Return the material below without alteration, beginning at its first line and ending after the line that contains "[[624, 222]]".

Rows from a pointing dataset:
————
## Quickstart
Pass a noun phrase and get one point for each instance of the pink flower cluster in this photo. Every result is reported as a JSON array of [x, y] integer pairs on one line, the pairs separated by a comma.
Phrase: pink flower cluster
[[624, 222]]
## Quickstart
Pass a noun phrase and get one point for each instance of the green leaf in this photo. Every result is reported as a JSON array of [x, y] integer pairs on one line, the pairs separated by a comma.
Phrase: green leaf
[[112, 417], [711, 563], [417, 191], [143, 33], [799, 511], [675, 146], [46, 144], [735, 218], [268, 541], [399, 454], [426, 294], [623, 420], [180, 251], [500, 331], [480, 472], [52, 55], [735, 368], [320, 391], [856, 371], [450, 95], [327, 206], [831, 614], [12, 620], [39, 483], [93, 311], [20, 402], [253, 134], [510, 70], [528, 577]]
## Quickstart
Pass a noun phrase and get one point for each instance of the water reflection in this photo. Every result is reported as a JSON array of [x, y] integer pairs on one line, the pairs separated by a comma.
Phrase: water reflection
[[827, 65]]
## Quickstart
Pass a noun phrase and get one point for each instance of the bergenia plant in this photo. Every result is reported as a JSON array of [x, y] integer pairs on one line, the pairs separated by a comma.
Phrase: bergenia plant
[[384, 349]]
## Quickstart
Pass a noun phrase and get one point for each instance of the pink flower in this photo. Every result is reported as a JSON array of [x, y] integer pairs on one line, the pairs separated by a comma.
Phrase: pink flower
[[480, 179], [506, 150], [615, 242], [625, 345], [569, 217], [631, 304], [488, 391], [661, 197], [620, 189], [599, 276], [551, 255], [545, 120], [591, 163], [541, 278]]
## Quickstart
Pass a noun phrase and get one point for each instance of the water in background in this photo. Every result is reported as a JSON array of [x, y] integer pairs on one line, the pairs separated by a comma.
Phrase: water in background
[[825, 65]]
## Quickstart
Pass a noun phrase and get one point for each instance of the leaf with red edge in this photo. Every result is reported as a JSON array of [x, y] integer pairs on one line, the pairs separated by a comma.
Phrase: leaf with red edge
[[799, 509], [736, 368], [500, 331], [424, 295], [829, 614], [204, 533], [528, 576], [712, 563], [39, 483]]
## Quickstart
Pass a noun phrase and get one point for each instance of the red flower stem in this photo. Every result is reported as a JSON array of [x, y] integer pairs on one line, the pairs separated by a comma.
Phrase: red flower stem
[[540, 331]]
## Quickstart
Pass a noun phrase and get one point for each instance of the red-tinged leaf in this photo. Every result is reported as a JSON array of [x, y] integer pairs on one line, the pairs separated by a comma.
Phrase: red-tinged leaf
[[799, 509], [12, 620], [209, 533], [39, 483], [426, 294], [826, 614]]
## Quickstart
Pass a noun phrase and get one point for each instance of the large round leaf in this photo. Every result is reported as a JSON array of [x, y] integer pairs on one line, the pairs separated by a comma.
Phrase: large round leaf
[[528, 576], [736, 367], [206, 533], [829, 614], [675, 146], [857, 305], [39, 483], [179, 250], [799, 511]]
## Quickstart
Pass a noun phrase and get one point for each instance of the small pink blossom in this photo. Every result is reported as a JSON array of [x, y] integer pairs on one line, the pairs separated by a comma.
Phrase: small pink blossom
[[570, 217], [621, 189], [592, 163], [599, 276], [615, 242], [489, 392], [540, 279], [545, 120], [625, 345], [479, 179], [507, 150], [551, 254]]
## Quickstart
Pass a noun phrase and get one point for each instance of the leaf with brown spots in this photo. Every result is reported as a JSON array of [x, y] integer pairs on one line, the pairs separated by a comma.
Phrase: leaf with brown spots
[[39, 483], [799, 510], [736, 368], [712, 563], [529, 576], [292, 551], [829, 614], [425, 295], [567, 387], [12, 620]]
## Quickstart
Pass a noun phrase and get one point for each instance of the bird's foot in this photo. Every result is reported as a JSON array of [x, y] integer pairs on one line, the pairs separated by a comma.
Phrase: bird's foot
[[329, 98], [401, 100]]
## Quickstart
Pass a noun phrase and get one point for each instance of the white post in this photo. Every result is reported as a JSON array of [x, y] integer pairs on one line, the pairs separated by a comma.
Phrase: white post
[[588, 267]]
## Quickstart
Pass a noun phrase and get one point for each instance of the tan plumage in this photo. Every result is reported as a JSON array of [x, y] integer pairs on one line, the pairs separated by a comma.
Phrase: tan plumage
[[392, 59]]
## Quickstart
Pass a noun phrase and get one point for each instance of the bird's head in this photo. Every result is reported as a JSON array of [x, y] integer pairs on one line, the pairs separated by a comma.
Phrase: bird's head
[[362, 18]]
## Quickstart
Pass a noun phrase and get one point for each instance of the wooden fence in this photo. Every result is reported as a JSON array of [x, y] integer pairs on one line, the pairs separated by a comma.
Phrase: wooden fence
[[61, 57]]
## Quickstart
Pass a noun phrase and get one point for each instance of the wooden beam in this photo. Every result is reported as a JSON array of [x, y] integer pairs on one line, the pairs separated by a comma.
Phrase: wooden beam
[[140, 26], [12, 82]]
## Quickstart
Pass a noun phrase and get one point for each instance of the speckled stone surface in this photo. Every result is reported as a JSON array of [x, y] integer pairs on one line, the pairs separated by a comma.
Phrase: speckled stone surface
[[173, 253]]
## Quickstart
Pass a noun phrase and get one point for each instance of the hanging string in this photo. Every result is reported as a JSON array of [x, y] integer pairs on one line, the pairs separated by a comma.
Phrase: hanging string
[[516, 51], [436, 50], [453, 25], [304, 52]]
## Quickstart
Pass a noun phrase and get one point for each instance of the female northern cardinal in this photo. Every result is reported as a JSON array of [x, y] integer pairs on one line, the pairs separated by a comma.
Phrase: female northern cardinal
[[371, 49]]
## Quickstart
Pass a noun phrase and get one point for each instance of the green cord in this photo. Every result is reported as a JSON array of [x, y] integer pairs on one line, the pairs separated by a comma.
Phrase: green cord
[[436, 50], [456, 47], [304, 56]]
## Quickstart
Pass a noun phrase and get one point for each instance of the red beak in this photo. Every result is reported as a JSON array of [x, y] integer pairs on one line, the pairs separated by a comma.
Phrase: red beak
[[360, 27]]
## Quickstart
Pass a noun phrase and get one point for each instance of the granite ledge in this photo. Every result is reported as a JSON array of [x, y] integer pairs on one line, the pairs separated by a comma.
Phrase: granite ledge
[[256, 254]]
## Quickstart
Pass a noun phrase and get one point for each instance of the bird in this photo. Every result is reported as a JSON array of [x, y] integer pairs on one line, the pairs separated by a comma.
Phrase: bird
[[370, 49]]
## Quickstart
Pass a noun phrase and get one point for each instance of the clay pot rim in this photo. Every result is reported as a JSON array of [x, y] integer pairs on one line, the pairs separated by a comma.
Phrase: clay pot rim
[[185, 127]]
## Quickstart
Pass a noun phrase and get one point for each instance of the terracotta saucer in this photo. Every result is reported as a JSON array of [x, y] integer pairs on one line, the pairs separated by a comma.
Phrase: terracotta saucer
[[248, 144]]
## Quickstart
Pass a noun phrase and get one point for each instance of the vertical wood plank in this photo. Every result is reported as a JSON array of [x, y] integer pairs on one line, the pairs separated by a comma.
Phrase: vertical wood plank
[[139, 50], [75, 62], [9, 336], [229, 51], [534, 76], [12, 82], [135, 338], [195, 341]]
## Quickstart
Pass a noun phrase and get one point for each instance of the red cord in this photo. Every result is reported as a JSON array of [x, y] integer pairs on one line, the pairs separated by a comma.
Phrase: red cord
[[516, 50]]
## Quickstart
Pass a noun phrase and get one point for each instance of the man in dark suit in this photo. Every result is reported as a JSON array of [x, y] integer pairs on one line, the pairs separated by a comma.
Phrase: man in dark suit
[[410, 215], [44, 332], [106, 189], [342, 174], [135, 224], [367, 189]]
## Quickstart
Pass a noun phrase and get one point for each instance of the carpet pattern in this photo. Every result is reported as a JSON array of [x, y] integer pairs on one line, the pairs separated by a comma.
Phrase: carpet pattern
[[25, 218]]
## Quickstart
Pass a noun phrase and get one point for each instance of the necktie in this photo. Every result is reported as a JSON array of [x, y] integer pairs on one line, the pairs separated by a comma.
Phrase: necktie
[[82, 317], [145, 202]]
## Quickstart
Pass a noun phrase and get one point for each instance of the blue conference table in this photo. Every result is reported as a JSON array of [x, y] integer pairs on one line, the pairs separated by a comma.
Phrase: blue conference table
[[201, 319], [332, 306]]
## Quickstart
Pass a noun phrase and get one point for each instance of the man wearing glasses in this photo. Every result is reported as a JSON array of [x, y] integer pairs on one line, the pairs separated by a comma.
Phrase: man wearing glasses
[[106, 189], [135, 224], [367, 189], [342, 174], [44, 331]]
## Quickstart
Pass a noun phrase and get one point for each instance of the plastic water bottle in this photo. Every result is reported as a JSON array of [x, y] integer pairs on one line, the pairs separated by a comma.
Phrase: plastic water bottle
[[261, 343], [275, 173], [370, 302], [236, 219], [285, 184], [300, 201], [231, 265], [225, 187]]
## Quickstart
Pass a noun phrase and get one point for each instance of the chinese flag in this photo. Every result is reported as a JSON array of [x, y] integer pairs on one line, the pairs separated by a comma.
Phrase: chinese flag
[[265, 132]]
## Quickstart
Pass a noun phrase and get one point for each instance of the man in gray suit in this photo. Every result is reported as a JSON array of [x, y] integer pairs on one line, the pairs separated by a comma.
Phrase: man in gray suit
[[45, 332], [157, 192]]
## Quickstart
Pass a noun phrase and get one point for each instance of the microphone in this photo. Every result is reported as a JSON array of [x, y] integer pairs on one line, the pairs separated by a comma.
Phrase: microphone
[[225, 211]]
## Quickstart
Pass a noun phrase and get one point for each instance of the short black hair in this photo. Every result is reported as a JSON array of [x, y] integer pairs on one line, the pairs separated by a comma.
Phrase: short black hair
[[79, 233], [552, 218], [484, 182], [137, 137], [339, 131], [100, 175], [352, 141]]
————
TASK OUTPUT:
## Quickstart
Pass a noun phrase and get one point for each instance of the pink flower cluster in this photo. Every result is reported as a JSON array of [x, y] integer pairs on one line, the pairs separated by a comma.
Phrase: pink flower cluster
[[624, 222]]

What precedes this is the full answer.